===== Given entries
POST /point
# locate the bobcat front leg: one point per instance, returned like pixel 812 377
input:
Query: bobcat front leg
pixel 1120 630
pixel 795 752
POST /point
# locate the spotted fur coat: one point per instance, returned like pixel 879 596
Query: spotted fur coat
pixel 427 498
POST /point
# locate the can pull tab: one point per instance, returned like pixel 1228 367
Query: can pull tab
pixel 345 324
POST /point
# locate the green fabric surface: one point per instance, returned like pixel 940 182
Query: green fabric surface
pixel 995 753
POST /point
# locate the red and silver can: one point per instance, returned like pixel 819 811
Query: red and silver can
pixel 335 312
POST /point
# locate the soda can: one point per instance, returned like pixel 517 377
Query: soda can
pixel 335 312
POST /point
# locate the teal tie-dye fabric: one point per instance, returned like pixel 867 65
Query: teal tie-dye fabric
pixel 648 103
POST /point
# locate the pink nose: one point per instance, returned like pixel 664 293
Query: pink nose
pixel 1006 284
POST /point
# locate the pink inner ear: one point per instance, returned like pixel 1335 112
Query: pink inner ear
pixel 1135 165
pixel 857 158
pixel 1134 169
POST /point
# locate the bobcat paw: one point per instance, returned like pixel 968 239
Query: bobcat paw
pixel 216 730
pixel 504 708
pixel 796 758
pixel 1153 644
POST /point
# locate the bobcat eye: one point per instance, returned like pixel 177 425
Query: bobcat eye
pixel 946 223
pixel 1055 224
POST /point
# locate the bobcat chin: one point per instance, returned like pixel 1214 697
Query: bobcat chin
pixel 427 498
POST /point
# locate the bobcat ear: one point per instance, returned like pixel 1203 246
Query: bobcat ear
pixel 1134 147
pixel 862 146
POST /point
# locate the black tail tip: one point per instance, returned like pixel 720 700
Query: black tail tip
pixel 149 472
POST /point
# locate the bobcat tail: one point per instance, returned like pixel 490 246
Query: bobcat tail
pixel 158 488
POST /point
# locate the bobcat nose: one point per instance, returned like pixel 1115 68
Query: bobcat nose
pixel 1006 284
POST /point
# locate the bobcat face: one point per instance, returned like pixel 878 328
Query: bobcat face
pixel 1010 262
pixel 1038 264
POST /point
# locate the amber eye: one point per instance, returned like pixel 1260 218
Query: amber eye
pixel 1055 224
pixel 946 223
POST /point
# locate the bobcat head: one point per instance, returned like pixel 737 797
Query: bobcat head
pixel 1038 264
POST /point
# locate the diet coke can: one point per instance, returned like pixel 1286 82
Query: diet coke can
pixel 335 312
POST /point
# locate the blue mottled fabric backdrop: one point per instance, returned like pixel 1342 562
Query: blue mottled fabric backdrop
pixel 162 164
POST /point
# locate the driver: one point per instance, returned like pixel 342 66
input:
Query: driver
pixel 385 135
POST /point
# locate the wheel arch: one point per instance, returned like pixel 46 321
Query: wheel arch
==========
■ Your assignment
Every record must be transcribed precisely, down to the last character.

■ Your response
POST /point
# locate the bobcat front leg: one point per instance, returned like pixel 812 377
input:
Query: bobcat front leg
pixel 1120 630
pixel 795 752
POST /point
# locate the spotted fur coat: one point per instance, returned like pixel 879 596
Query: spotted fur coat
pixel 427 498
POST /point
# locate the can pull tab: one point per instance, returned like pixel 1228 367
Query: can pull tab
pixel 345 324
POST /point
# locate the green fabric surface: one point per instance, returned like pixel 940 182
Query: green fabric surface
pixel 995 753
POST /point
# locate the red and silver can: one point per instance, returned like pixel 819 811
Query: red and silver can
pixel 335 312
POST /point
# locate the soda can: one point per instance, returned like pixel 517 377
Query: soda can
pixel 335 312
POST /point
# locate the teal tie-dye fabric: one point per instance, returned like pixel 867 65
Query: teal tie-dye fabric
pixel 648 103
POST /point
# locate the pink nose: one point per instance, returned like pixel 664 293
Query: pink nose
pixel 1006 284
POST /point
# locate the pink inner ear: one point per instance, returned like pixel 1335 112
Query: pink inner ear
pixel 1135 165
pixel 857 158
pixel 1134 169
POST /point
# locate the bobcat paw: one point per instance, returned like pixel 968 239
Query: bobcat paw
pixel 216 730
pixel 504 708
pixel 796 758
pixel 1153 644
POST /point
# locate the bobcat eye: one point per instance, returned like pixel 177 425
Query: bobcat eye
pixel 946 223
pixel 1055 224
POST /point
# locate the bobcat chin: one point per instance, returned like pixel 1214 697
Query: bobcat chin
pixel 427 498
POST /point
# locate the bobcat ear: one point per instance, returned like pixel 1203 246
Query: bobcat ear
pixel 1134 147
pixel 862 146
POST /point
# locate the black tail tip: one point per instance, returned like pixel 720 700
Query: black tail tip
pixel 149 472
POST /point
# locate the bobcat tail: one point per instance, returned like pixel 490 246
Query: bobcat tail
pixel 158 488
POST /point
# locate the bobcat nose: one point per instance, returned like pixel 1115 68
Query: bobcat nose
pixel 1006 284
POST /point
# locate the bobcat face: one point per instance, returned like pixel 878 328
Query: bobcat face
pixel 1010 262
pixel 1038 264
POST /point
# locate the amber eye: one point per instance, returned like pixel 1260 218
Query: amber eye
pixel 1055 224
pixel 946 223
POST /point
# locate the bobcat head: one point per instance, returned like pixel 737 797
Query: bobcat head
pixel 1038 264
POST /point
# locate the diet coke can: one point per instance, returned like pixel 1286 82
Query: diet coke can
pixel 335 312
POST /point
# locate the blue mottled fabric backdrop: one point per instance, returned like pixel 1342 562
Query: blue mottled fabric backdrop
pixel 162 164
POST /point
# locate the driver: one point per instance, returned like pixel 342 66
input:
Query: driver
pixel 385 135
POST /point
# locate the wheel arch: one point per instance, returned like pixel 46 321
Query: wheel arch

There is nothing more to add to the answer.